> Text segment
☆ ☆ ☆

Mitchell Romero, '92, joined the Peace Corps because he wanted to travel. He's back home in Seattle after two years in Swaziland, but in some respects, it's like he never left. His likeness is still getting around that southern Africa country.

Romero, 26, appears in a postage stamp commemorating 25 years of Peace Corps volunteerism in Swaziland. "I'm quite honored," says the Spokane native.

And surprised, too. Romero didn't learn of his new-found fame until a fellow volunteer in Swaziland showed him the stamp after it had already come out.

Romero, who holds a bachelor's degree in design and planning, was teaching woodworking at a junior high school located between the hamlets of Lavumisa (pop. 150) and Matsenjeni (pop. less than 100) in the southern end of Swaziland. One day, that country's Peace Corps director arrived to take some pictures. A photo of Romero's class was selected, and an artist--a fellow American volunteer from the East Coast --came up with a drawing for the 25-cent stamp. (U.S. value: approximately seven cents).

☆ ☆ ☆

> Given problem
Continue the passage about the Peace Corps volunteer pictured on a Swaziland postage stamp, starting after its last sentence.

> Dataset extract
☆ ☆ ☆

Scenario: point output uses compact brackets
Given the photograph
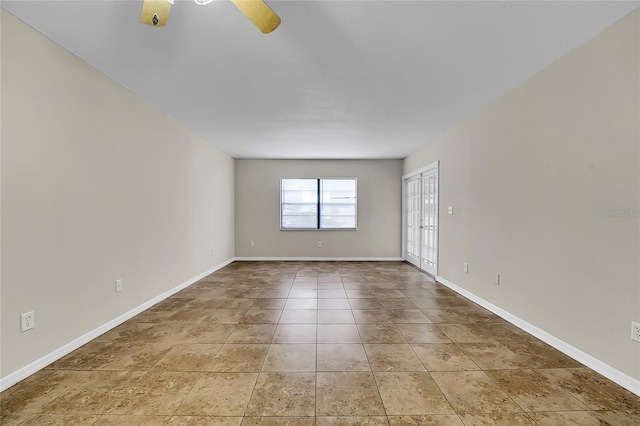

☆ ☆ ☆

> Output of the exercise
"It isn't like I posed for it," says Romero. "I had no idea it existed until a friend pointed it out."

Romero appears in the lower half of the stamp, along with two of his students. The top half features another American volunteer teacher and his class. The face of King Mswati III appears in the upper left corner.

Appearing on a foreign country's stamp is by no means his only Swaziland memory. He also held a mini-Husky reunion--with Seattle Mayor Norm Rice, '72, '74, of all people, who happened to be in the country on vacation. A Peace Corps official who knew both were UW grads arranged the meeting. "I never thought I'd get to meet the mayor," he says, "especially being so far from Seattle."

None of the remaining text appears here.